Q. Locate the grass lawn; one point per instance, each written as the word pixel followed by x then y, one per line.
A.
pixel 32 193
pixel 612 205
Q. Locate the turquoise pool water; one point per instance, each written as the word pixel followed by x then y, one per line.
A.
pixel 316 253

───

**TASK TO COMPLETE**
In the material above, find every line that has the string "instance" and pull those lines out.

**WRITTEN RESPONSE**
Q. Locate the grass lawn; one point per instance, each written as the word pixel followed by x then y, one per line.
Q. Locate the turquoise pool water; one point per instance, each written as the word pixel followed by x then y, one per line.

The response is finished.